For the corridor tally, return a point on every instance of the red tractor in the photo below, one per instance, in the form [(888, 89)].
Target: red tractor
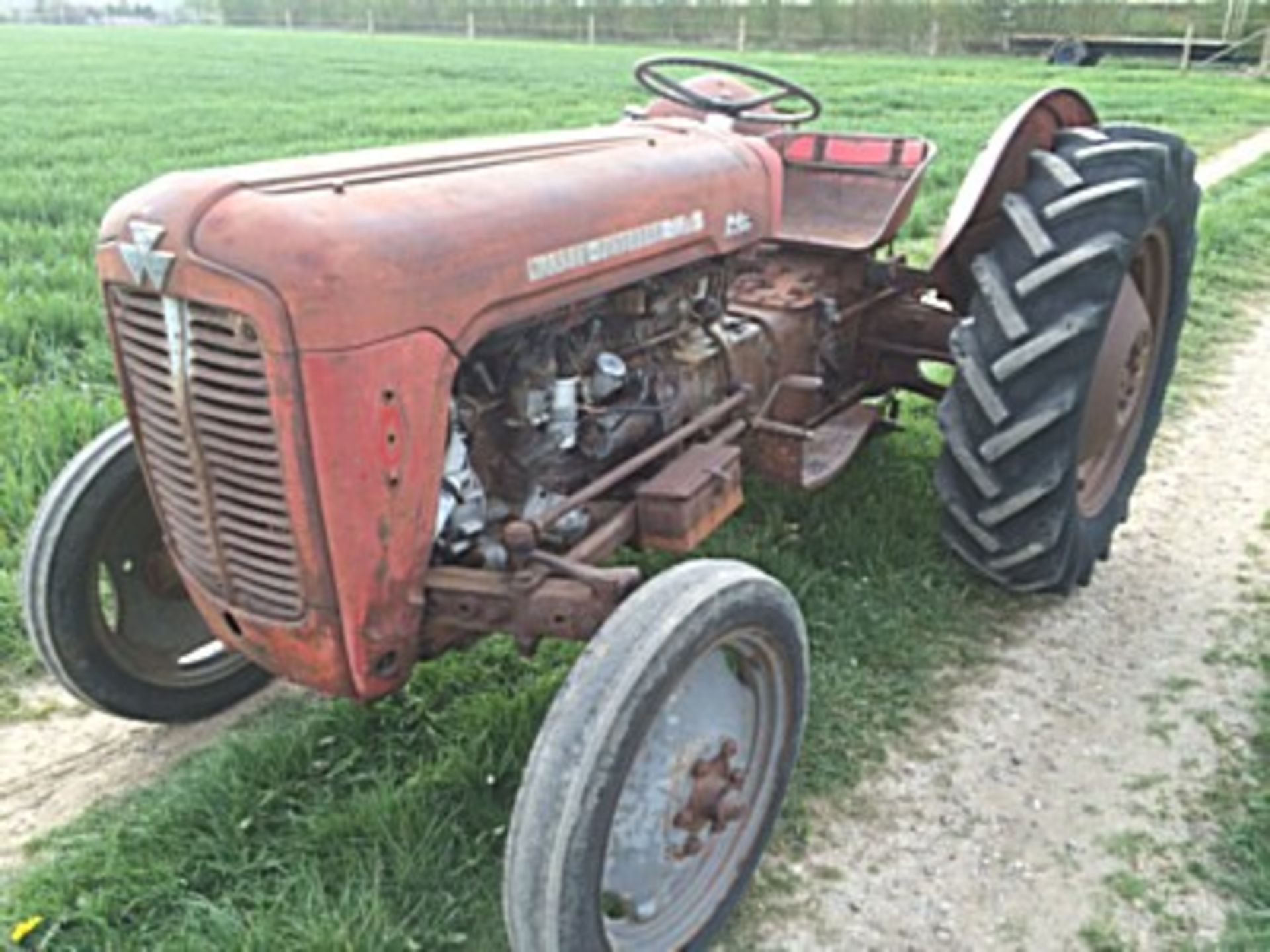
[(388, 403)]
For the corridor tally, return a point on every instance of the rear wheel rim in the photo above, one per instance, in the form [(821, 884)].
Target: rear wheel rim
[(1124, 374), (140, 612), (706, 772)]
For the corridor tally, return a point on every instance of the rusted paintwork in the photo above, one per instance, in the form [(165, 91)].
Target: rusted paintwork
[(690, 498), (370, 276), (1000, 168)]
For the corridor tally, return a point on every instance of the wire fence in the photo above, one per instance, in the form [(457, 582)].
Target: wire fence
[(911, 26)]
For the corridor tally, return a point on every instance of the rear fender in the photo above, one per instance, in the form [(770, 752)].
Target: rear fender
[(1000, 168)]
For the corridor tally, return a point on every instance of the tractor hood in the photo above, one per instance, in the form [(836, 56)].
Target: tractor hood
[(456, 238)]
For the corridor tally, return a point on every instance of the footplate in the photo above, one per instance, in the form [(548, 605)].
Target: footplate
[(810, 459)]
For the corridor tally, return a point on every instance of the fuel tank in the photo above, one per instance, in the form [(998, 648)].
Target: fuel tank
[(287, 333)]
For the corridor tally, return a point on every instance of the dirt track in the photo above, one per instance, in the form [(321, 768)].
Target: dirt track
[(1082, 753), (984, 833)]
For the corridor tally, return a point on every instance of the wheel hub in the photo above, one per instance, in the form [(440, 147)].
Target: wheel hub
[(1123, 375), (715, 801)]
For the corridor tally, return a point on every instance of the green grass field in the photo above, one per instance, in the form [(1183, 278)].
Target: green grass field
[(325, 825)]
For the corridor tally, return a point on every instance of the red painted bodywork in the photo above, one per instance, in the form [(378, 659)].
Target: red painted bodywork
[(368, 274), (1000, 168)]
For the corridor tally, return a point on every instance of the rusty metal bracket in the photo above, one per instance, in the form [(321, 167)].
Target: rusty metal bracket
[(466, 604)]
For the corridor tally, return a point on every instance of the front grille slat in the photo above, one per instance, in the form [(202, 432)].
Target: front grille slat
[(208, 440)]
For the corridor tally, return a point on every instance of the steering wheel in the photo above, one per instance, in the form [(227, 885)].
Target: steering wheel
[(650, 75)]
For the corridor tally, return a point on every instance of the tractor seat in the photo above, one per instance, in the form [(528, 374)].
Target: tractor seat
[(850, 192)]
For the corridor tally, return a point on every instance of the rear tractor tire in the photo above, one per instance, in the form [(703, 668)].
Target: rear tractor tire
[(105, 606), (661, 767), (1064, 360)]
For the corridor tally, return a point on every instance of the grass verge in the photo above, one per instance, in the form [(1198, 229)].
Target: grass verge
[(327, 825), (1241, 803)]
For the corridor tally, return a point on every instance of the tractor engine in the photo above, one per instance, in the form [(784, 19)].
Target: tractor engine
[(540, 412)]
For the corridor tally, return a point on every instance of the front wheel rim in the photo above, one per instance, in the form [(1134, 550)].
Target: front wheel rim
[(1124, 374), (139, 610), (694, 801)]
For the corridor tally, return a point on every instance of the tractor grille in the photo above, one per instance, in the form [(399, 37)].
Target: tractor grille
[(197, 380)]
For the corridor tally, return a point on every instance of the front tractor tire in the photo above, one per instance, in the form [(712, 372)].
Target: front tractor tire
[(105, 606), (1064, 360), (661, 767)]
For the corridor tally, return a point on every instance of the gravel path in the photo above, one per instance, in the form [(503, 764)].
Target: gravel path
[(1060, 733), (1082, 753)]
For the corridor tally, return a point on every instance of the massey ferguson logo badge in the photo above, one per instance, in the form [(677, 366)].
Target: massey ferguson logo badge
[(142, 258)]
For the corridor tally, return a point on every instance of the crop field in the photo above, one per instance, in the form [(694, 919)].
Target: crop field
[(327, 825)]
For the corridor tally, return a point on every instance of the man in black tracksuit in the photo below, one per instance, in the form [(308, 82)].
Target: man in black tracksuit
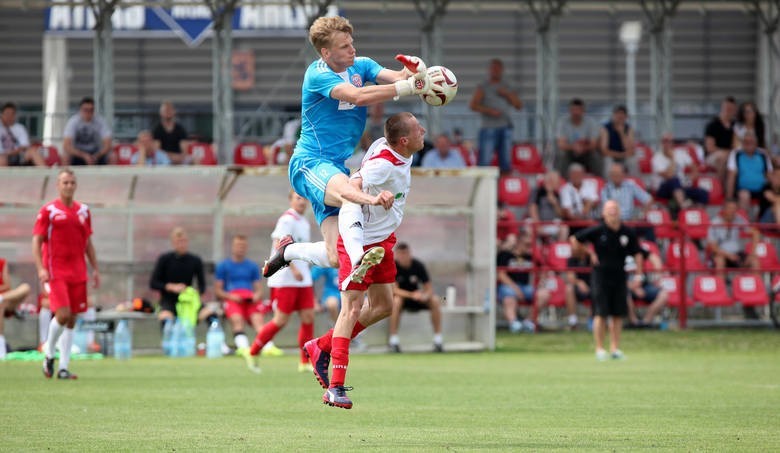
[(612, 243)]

+===+

▶ **What the task asks**: Reproduce the records, all of them, word for word; omit the pictures.

▶ **The completed task**:
For the corridor tally, return a point on every instance of the red tractor in the photo below, one per instance, in the form [(888, 89)].
Target: red tractor
[(388, 403)]
For the corridor tally, return a point on every instance of the rear wheel rim in the photo above, one per instance, in the form [(821, 884)].
Target: rear wheel rim
[(1124, 374), (140, 612), (706, 772)]
For the corridor tally, return a point on every instance of the rusted paintwork in the photo above, one per instance, in the form [(165, 91)].
Target: rusted paintwork
[(690, 498), (370, 276), (1000, 168)]
For the corridor tally, return a point on every instance of the wire fence in the photo above, one per instance, in the form [(457, 582)].
Target: wire fence
[(911, 26)]
For the corridor tally, return a point on every instance of the rear fender in the photo above, one per instance, in the form [(770, 752)].
Target: rear fender
[(1000, 168)]
For the corridor tally, return a point on every instance of the tractor hood in the photo above, one per instance, in the form [(836, 56)].
Target: tractor hood
[(456, 238)]
For the corridor tally, return a point on every instance of the footplate in the photo above, one per instance, in the form [(548, 605)].
Target: footplate
[(810, 459)]
For the corridor tally, return a point on every instance of the fuel tank in the photo above, one per instance, in the form [(998, 648)].
Target: fuel tank
[(287, 333)]
For the corridor tally, return a point on every instance of the dirt track in the photo above, one per instance, in the form [(321, 768)].
Target: dirt track
[(1082, 753), (984, 833)]
For the corridor tally, return a point on every instance of the wheel hub in the photo above, one per instance, in the form [(440, 147)].
Target: wheel hub
[(1123, 375), (715, 801)]
For the corridor tally, return a point on every instance of the green grass field in the photo above, one per instance, in the form [(1183, 278)].
Target: green grass field
[(325, 825)]
For the corridor tally, return a point on every instance of the red painted bodywork in the photo above, one per instance, in the form [(378, 659)].
Target: red painted bodywork
[(368, 274), (1000, 168)]
For the corridor tally, return a point on every instance of the rusty metal bracket in the photo above, one per instance, in the form [(321, 167)].
Target: rusty metal bracket
[(466, 604)]
For the corridor tally, return a point on every instance of the front grille slat in the photo above, one per instance, in the form [(202, 432)].
Target: front grille slat
[(208, 440)]
For the corridor tally, return a point on every instance of the steering wheel in the photo above, one per instance, in the form [(227, 885)].
Target: steering wheel
[(650, 75)]
For the corridor tally, return a point on every instance of the tractor seat in the photo above, one per instance, in the form [(528, 374)].
Target: tractor seat
[(850, 192)]
For the corridor tally, return a point on every instance of the rear tractor tire in the photo above, one per instance, in the form [(703, 668)].
Target: rear tractor tire
[(105, 606), (661, 767), (1064, 360)]
For the corridor tally, return a point on every instance of the grass verge in the photo above, one per instance, in the form [(1198, 229)].
Target: grass verge
[(327, 825), (1241, 803)]
For the corridor tally, return a point on every instance of the tractor engine in the photo above, one per instance, in the form [(784, 19)].
Target: tractor engine
[(540, 412)]
For the corridor tally, return a point on every instance of the front wheel rim in the photo above, one per instance, in the form [(1134, 550)].
Target: front wheel rim
[(1124, 374), (139, 610), (694, 801)]
For the corridor tally, return a point on every instance of the tractor grille in the photo above, one per instance, in the form [(399, 37)].
Target: tractor grille
[(197, 380)]
For the corridor tally, return a point on every instance of the front tractor tire in the photo above, one per instance, in the form [(712, 372)].
Target: front tractor tire
[(105, 606), (1064, 360), (661, 767)]
For the corridor tally, return a point on every instance of the gravel path in the photo above, one per instance, in the form [(503, 764)].
Target: gravel path
[(1060, 733), (1082, 753)]
For the corridor tally, return a point on every instance of the massey ferguson logo badge in the photo above, one per instance, in the form [(677, 366)].
Target: massey ferguson logo badge
[(142, 258)]
For the corridor tally, return a point on every instance of the crop field in the photo above, one per instance, in the form [(694, 919)].
Target: crop field
[(327, 825)]
For the corridor tally, return a point on every instance of the man in black tracksuit in the photo below, one per instance, in the form [(308, 82)].
Target: man in black tracksuit
[(612, 243)]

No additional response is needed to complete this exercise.